=== Excerpted records ===
--------------------

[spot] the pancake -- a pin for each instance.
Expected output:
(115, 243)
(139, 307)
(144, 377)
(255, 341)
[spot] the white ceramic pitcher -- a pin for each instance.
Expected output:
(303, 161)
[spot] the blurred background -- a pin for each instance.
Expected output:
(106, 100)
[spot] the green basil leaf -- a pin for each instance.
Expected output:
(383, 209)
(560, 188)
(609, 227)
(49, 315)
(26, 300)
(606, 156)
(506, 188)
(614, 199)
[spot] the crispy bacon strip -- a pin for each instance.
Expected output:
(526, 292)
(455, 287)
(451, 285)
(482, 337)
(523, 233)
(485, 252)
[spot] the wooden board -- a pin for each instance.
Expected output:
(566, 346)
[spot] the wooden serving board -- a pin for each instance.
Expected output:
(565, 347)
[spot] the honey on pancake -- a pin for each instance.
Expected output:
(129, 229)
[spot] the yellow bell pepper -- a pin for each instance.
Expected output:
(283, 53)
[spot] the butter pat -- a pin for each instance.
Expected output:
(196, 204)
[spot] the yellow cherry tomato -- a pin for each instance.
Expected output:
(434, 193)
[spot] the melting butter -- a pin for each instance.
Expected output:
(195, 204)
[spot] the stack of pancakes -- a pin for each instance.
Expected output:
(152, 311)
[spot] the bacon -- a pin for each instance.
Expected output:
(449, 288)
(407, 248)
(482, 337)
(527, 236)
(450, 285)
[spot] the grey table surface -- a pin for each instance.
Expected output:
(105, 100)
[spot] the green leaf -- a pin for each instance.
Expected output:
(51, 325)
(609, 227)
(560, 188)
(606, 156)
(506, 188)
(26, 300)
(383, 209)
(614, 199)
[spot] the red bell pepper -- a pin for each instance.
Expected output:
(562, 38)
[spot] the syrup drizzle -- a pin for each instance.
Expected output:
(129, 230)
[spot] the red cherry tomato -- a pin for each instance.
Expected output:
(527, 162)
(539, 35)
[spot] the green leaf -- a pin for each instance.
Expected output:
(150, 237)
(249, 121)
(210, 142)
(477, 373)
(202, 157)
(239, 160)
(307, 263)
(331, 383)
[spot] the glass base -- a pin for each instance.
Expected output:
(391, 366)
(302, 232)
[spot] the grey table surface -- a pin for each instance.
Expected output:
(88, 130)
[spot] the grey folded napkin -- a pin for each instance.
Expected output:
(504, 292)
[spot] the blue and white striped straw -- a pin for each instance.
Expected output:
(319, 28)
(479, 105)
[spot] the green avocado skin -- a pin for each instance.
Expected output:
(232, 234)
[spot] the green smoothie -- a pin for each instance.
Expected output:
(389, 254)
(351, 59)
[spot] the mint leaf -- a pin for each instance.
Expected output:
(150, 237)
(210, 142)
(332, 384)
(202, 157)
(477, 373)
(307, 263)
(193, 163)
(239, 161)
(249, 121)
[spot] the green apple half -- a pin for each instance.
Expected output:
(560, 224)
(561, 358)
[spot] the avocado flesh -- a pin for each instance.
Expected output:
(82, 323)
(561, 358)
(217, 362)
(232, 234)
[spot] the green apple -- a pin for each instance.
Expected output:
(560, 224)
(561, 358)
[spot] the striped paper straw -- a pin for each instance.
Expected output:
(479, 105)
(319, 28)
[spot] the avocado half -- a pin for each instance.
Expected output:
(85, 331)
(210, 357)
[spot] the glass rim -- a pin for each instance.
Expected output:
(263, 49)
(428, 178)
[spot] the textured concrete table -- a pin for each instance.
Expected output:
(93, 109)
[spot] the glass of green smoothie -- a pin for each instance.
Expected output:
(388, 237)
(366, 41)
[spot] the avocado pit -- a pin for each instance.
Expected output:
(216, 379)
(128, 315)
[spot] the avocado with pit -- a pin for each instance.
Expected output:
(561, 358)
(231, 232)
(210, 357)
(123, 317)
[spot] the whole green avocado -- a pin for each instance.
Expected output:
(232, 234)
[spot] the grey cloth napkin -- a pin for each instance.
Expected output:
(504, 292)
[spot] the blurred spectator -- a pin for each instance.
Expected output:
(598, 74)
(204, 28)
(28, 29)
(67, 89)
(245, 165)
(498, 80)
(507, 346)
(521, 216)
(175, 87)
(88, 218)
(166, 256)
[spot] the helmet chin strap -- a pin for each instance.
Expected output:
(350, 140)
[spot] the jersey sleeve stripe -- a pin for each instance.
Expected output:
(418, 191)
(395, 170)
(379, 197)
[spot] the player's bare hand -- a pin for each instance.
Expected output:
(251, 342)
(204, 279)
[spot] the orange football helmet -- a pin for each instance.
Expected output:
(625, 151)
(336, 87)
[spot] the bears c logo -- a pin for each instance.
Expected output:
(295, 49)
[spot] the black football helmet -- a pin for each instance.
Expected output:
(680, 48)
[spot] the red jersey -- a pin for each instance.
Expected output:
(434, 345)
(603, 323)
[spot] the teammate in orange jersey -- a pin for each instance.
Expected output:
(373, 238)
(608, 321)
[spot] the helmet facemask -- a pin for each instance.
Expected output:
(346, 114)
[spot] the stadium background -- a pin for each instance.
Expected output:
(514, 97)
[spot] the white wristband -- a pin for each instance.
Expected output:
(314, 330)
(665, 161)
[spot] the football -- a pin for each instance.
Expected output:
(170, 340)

--------------------

Copy out the stretch from the line containing "[spot] the helmet facemask" through the end of the records, unchanged.

=== Output of the task ===
[spot] the helmet facemask -- a pin for each instance.
Expected output:
(346, 114)
[spot] the stadium background -- a pin for each instance.
Expected output:
(514, 97)
[spot] the white wristband -- a pin for each instance.
Expected output:
(314, 330)
(665, 161)
[spot] the football -- a pin for each instance.
Expected output:
(170, 340)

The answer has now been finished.